- _Exercise_
Copy out the lines below starting with the one containing "Each <instance> block" and ending with the one containing "positive clicks: (115, 206) (200, 201)", both included, with nothing changed.

[Stored records]
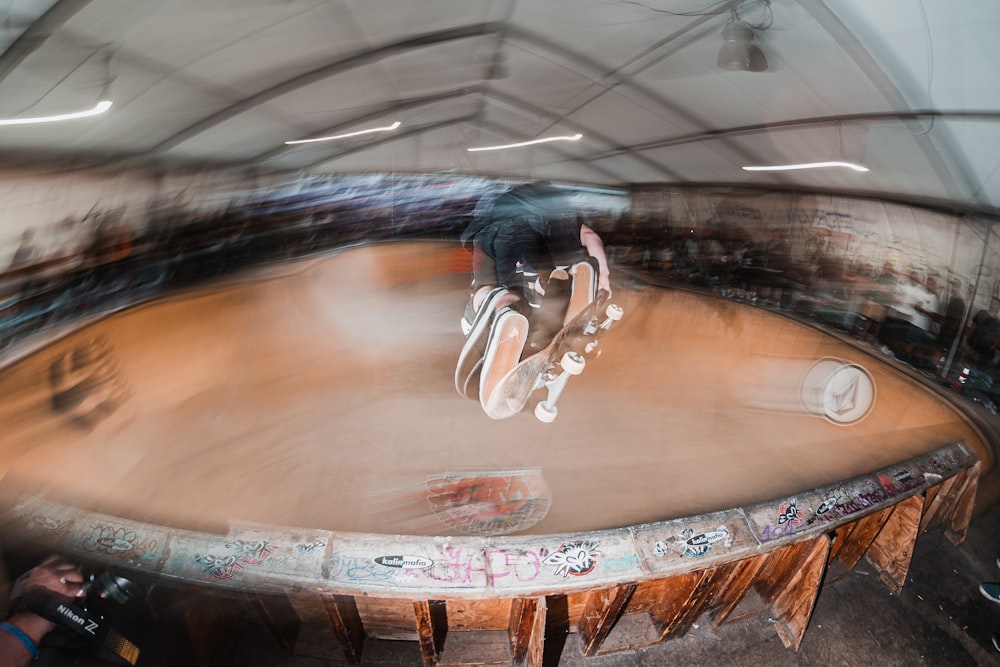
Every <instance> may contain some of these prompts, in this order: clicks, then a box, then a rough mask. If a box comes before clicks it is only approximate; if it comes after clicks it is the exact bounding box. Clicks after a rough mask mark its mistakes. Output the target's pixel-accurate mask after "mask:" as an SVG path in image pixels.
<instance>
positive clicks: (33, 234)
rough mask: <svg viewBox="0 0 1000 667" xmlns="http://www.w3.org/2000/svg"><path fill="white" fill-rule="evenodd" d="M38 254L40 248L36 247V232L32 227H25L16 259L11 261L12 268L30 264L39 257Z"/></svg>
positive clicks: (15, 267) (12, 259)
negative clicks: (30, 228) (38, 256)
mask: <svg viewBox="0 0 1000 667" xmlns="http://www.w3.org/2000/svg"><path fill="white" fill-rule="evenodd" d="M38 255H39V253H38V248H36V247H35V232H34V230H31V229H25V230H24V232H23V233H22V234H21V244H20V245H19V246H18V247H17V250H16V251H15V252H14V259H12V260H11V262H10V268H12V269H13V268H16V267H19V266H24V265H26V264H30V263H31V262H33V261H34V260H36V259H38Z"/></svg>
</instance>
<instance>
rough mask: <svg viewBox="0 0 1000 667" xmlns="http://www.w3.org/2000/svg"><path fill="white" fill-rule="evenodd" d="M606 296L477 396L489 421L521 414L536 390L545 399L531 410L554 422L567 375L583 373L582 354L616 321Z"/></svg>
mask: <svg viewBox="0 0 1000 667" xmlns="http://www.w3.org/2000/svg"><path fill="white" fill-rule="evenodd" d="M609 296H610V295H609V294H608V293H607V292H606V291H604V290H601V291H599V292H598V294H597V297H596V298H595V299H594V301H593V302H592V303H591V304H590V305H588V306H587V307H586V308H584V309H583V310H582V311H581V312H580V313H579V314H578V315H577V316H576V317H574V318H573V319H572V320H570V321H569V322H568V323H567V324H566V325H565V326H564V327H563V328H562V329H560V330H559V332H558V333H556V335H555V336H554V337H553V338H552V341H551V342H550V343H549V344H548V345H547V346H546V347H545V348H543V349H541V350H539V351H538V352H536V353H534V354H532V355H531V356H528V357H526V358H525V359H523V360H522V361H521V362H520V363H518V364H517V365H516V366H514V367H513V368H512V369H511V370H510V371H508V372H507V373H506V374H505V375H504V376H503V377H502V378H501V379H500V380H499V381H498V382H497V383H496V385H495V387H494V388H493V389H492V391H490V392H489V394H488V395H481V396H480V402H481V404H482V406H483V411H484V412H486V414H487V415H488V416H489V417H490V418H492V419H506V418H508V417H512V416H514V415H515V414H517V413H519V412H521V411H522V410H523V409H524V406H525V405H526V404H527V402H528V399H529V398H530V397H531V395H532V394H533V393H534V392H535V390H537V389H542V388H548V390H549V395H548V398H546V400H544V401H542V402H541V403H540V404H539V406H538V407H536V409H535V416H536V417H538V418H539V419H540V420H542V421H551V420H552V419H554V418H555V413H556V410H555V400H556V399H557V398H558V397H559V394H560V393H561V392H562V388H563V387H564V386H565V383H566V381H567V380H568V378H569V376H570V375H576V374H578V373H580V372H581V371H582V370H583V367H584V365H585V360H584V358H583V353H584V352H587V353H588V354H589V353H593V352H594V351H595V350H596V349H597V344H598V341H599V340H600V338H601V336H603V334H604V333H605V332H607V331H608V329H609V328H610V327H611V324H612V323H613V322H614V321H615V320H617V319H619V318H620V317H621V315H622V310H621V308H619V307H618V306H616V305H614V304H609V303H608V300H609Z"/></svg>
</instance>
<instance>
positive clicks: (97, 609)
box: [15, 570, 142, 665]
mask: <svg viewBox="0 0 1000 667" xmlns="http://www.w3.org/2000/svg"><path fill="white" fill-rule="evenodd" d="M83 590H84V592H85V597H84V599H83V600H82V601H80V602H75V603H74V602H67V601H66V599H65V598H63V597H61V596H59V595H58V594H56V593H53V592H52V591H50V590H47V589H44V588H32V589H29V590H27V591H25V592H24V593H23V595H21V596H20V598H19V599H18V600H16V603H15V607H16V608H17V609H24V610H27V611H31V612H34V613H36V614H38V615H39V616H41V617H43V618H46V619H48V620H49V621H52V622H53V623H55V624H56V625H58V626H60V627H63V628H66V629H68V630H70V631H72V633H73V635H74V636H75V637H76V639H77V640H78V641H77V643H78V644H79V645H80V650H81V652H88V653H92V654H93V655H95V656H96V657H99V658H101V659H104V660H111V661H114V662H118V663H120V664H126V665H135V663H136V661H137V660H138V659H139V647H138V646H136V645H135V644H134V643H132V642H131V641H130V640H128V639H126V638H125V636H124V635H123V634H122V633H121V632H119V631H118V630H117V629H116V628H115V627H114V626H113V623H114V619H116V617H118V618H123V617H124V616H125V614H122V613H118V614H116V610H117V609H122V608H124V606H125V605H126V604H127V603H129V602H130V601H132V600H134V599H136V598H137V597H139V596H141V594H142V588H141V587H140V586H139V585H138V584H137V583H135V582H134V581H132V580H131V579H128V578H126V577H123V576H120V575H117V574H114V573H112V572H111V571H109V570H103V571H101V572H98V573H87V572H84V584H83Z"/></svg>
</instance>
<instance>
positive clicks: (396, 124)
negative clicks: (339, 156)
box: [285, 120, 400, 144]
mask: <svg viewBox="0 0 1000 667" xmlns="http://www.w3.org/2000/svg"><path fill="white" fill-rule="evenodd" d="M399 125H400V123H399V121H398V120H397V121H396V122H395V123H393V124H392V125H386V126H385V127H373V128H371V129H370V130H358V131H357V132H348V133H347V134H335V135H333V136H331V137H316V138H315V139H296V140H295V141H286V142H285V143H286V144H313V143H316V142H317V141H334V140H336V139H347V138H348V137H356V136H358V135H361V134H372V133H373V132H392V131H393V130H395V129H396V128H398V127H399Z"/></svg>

* * *

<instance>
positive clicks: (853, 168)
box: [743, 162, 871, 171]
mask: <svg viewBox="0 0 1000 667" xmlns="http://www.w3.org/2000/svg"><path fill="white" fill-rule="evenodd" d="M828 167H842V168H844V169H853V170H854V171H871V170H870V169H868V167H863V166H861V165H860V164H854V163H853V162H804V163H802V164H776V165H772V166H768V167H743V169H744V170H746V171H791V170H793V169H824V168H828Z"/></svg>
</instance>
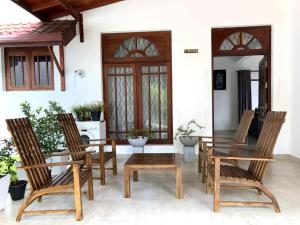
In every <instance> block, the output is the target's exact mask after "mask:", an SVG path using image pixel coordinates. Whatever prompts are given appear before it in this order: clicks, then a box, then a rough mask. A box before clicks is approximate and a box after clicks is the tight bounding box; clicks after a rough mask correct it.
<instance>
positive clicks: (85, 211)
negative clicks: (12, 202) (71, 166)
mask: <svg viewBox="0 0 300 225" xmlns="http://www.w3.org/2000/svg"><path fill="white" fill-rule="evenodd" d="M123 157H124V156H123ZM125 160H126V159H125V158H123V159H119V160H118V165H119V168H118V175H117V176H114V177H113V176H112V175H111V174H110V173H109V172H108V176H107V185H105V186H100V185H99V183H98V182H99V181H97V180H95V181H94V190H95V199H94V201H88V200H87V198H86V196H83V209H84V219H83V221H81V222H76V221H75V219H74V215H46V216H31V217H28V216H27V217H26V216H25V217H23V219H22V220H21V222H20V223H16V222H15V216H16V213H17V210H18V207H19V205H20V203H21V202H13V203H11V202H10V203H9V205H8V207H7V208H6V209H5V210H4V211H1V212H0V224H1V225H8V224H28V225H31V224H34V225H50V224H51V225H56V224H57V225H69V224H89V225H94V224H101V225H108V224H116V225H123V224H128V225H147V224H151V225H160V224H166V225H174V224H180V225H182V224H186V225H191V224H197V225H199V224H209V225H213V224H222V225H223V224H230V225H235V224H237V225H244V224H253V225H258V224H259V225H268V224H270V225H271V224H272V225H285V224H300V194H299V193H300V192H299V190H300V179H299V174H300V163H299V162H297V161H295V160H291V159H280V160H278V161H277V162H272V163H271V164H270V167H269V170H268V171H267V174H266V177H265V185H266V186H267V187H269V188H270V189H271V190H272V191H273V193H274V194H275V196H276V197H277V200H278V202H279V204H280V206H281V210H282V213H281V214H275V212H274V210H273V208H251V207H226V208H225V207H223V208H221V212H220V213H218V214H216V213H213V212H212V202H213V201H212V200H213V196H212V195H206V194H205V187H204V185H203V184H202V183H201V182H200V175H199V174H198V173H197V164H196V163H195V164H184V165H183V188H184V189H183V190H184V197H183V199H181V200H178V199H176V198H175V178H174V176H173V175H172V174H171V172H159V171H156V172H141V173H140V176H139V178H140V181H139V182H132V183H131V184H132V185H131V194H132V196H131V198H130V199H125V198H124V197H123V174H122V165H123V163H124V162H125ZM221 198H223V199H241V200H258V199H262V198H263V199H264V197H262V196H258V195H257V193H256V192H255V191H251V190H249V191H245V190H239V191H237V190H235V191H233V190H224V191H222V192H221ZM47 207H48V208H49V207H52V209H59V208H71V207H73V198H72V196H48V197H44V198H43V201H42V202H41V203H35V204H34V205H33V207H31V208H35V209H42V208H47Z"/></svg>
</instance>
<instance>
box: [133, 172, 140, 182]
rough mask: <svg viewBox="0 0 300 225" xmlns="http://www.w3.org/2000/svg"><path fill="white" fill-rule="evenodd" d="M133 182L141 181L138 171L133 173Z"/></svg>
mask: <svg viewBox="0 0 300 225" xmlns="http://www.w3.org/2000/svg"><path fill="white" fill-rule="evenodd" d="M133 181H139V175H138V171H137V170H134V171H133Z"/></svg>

--

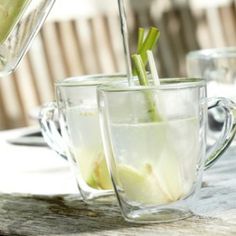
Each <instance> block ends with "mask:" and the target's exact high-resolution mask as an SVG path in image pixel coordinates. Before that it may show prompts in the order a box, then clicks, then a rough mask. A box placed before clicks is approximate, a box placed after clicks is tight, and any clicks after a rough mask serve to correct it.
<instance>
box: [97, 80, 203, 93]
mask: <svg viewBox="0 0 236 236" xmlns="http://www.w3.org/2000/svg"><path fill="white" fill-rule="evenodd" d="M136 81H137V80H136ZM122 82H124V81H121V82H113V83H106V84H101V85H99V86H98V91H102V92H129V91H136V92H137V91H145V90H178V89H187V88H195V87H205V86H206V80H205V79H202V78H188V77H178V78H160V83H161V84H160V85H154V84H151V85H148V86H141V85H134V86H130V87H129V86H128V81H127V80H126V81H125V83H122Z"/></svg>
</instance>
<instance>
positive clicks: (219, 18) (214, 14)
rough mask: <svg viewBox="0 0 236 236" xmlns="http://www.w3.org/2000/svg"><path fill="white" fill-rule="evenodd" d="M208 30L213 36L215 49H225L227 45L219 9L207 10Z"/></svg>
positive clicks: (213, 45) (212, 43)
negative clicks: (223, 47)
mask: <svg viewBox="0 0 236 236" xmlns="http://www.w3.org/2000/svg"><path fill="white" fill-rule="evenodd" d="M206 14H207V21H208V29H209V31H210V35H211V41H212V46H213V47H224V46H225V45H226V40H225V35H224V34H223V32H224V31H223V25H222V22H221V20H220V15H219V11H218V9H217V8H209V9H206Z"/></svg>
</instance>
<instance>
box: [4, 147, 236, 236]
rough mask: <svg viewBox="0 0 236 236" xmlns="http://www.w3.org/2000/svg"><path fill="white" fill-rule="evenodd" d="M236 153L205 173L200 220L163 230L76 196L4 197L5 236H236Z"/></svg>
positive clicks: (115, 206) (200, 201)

- _Task output_
Each <instance> block ends with "mask:" and the target's exact high-resolution mask as an SVG path in image pixel coordinates. Before that it may show prompts in the order a box, then clicks, then a rough mask. A box placed before clicks is approximate, a box placed after clicks is tight, and any clicks after a rough mask serve to correct it.
<instance>
box: [97, 80, 203, 93]
mask: <svg viewBox="0 0 236 236" xmlns="http://www.w3.org/2000/svg"><path fill="white" fill-rule="evenodd" d="M136 81H137V80H136ZM122 82H124V81H121V82H113V83H106V84H101V85H99V86H98V91H102V92H129V91H136V92H137V91H145V90H178V89H187V88H195V87H205V86H206V80H205V79H202V78H188V77H178V78H160V83H161V84H160V85H154V84H151V85H148V86H141V85H134V86H130V87H129V86H128V81H127V80H126V81H125V83H122Z"/></svg>
</instance>
<instance>
positive clicks: (219, 18) (214, 14)
rough mask: <svg viewBox="0 0 236 236" xmlns="http://www.w3.org/2000/svg"><path fill="white" fill-rule="evenodd" d="M208 30L213 36L215 49H225L227 45L219 9L207 10Z"/></svg>
positive clicks: (213, 45) (212, 43)
negative clicks: (223, 47)
mask: <svg viewBox="0 0 236 236" xmlns="http://www.w3.org/2000/svg"><path fill="white" fill-rule="evenodd" d="M206 14H207V21H208V29H209V31H210V35H211V41H212V46H213V47H224V46H225V45H226V40H225V35H224V34H223V32H224V31H223V25H222V22H221V20H220V15H219V11H218V9H217V8H209V9H206Z"/></svg>
</instance>
<instance>
box: [4, 147, 236, 236]
rough mask: <svg viewBox="0 0 236 236" xmlns="http://www.w3.org/2000/svg"><path fill="white" fill-rule="evenodd" d="M236 153L205 173L200 220L163 230L76 196L4 197L5 236H236Z"/></svg>
positive clicks: (115, 206) (200, 201)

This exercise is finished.